▶ [Record extracts]
__________

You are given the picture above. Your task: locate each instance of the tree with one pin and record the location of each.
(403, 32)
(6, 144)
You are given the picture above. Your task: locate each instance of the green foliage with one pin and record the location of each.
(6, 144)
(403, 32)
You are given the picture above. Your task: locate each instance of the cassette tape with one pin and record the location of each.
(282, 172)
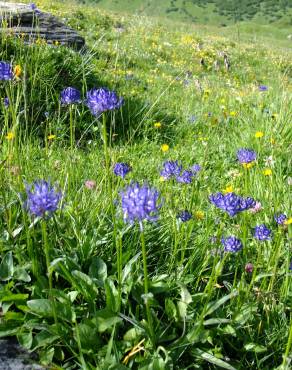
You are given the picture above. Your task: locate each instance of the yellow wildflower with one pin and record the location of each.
(228, 189)
(248, 165)
(267, 172)
(259, 134)
(17, 70)
(199, 215)
(10, 136)
(165, 147)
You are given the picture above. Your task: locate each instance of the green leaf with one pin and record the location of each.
(212, 359)
(213, 306)
(253, 347)
(98, 270)
(111, 295)
(25, 339)
(6, 267)
(105, 319)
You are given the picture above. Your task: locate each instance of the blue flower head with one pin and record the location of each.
(121, 169)
(6, 72)
(70, 95)
(101, 100)
(186, 177)
(280, 218)
(261, 232)
(196, 168)
(184, 216)
(171, 169)
(6, 102)
(140, 202)
(263, 87)
(232, 203)
(42, 198)
(246, 155)
(231, 244)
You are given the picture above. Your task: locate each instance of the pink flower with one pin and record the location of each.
(249, 267)
(257, 208)
(90, 184)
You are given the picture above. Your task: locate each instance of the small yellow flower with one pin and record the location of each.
(267, 172)
(248, 165)
(199, 215)
(165, 147)
(228, 189)
(259, 134)
(17, 70)
(10, 136)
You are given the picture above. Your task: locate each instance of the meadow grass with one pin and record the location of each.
(83, 288)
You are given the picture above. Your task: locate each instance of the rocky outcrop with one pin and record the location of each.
(32, 24)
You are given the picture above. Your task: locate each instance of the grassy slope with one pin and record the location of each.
(155, 67)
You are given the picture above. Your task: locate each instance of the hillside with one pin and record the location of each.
(145, 181)
(216, 12)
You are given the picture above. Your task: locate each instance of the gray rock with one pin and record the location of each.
(33, 24)
(13, 357)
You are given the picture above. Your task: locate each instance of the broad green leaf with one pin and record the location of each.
(6, 267)
(105, 319)
(213, 306)
(98, 270)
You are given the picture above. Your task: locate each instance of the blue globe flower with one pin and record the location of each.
(6, 72)
(184, 216)
(42, 198)
(186, 177)
(140, 202)
(231, 244)
(246, 155)
(121, 169)
(70, 95)
(280, 218)
(101, 100)
(261, 232)
(171, 169)
(6, 102)
(232, 203)
(263, 87)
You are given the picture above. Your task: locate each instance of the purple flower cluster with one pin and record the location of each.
(42, 198)
(101, 100)
(174, 169)
(261, 232)
(246, 155)
(263, 87)
(70, 95)
(139, 202)
(232, 203)
(231, 244)
(280, 218)
(184, 216)
(121, 169)
(6, 72)
(171, 169)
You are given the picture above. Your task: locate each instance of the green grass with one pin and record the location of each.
(73, 285)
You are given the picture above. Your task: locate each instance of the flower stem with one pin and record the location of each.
(49, 272)
(146, 284)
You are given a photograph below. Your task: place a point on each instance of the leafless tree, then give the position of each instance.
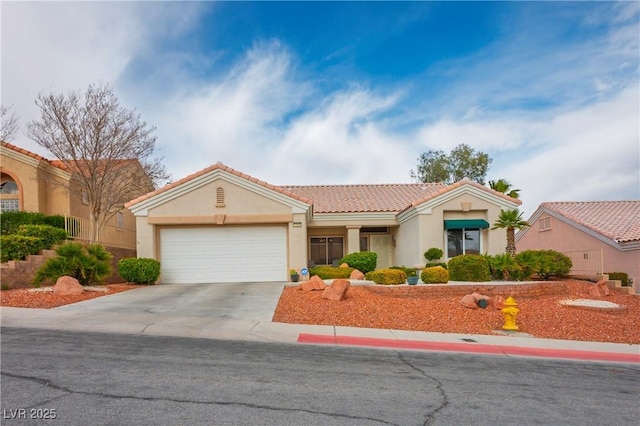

__________

▶ [Set task]
Update every item above by replacing each "record the location" with "write down the position" and keeping everything else the same. Leave the pictures out of your answer.

▶ [Full solution]
You are given the picture above. Your task: locate each instance of the tree with one pin and write down the position of each.
(403, 32)
(6, 144)
You are given the picture above. Your task: locate each instance of the green foliage with one pin and write down the position of each.
(6, 144)
(403, 32)
You are given the picture above. Your task: locate each instance of the cassette tape with one pin and write down the position of each.
(282, 172)
You are given the picture above. Your task: locate each instance of the yellow wildflower with one pin and write down the position of each.
(228, 189)
(248, 165)
(267, 172)
(259, 134)
(17, 70)
(199, 215)
(10, 136)
(165, 147)
You are given the picture above. Your task: locate each instance of the green leaf with one pin and write down the position of each.
(212, 359)
(213, 306)
(253, 347)
(98, 270)
(111, 295)
(25, 339)
(6, 267)
(105, 319)
You are given the picture above. Your task: locate each instance of the blue flower head with one pin and write down the position of each.
(121, 169)
(6, 72)
(70, 95)
(101, 100)
(186, 177)
(280, 218)
(261, 232)
(196, 168)
(184, 216)
(171, 169)
(6, 102)
(140, 202)
(263, 87)
(232, 203)
(42, 198)
(246, 155)
(231, 244)
You are given the picture above. Your task: locate each instance of the pink flower with one pin and write down the position of each.
(249, 267)
(257, 208)
(90, 184)
You are given the picture above. Your task: locate each instance of the small yellow flower with one pin and write down the position of each.
(267, 172)
(248, 165)
(199, 215)
(165, 147)
(228, 189)
(259, 134)
(17, 70)
(10, 136)
You are given the picture above. Your task: locate each instance of the meadow grass with one pin and write down the position of each.
(83, 288)
You are given the picture above. Your task: locate each instance of the rocky outcrop with one pin and write down the position of each.
(32, 24)
You are given the picture above. Your task: locate each instance of the grassy slope with one pin and write down the position of each.
(155, 67)
You are given the picture above. Your task: locate each instance of the hillside with one pin and write down the position of each.
(145, 181)
(216, 12)
You are given the picture above. Your task: locate each instance of the gray rock with one pin and write down the position of each.
(33, 24)
(13, 357)
You are given the picture above. Your task: locate each instance of the broad green leaf with one pin and write down the position of each.
(6, 267)
(105, 319)
(213, 306)
(98, 270)
You are given the picture above. Your task: locate each instance of the blue globe flower with one pin and write down the position of each.
(6, 72)
(184, 216)
(42, 198)
(186, 177)
(140, 202)
(231, 244)
(246, 155)
(121, 169)
(70, 95)
(280, 218)
(101, 100)
(261, 232)
(171, 169)
(6, 102)
(232, 203)
(263, 87)
You are given the picture above. Your task: locate each instance of the purple flower cluster with one pin and write down the position of each.
(42, 198)
(101, 100)
(174, 169)
(261, 232)
(246, 155)
(263, 87)
(70, 95)
(139, 202)
(232, 203)
(231, 244)
(280, 218)
(184, 216)
(121, 169)
(6, 72)
(171, 169)
You are given the picture above. Your task: locate each instance of the green grass with one pin and write down the position of each.
(73, 285)
You are given the picture above. Your task: locate each instance of the flower stem with one pin and write down the position of each.
(49, 272)
(146, 284)
You are given a photograph below. Your task: place a point on each instance of the leafless tree, then give the position of each instance.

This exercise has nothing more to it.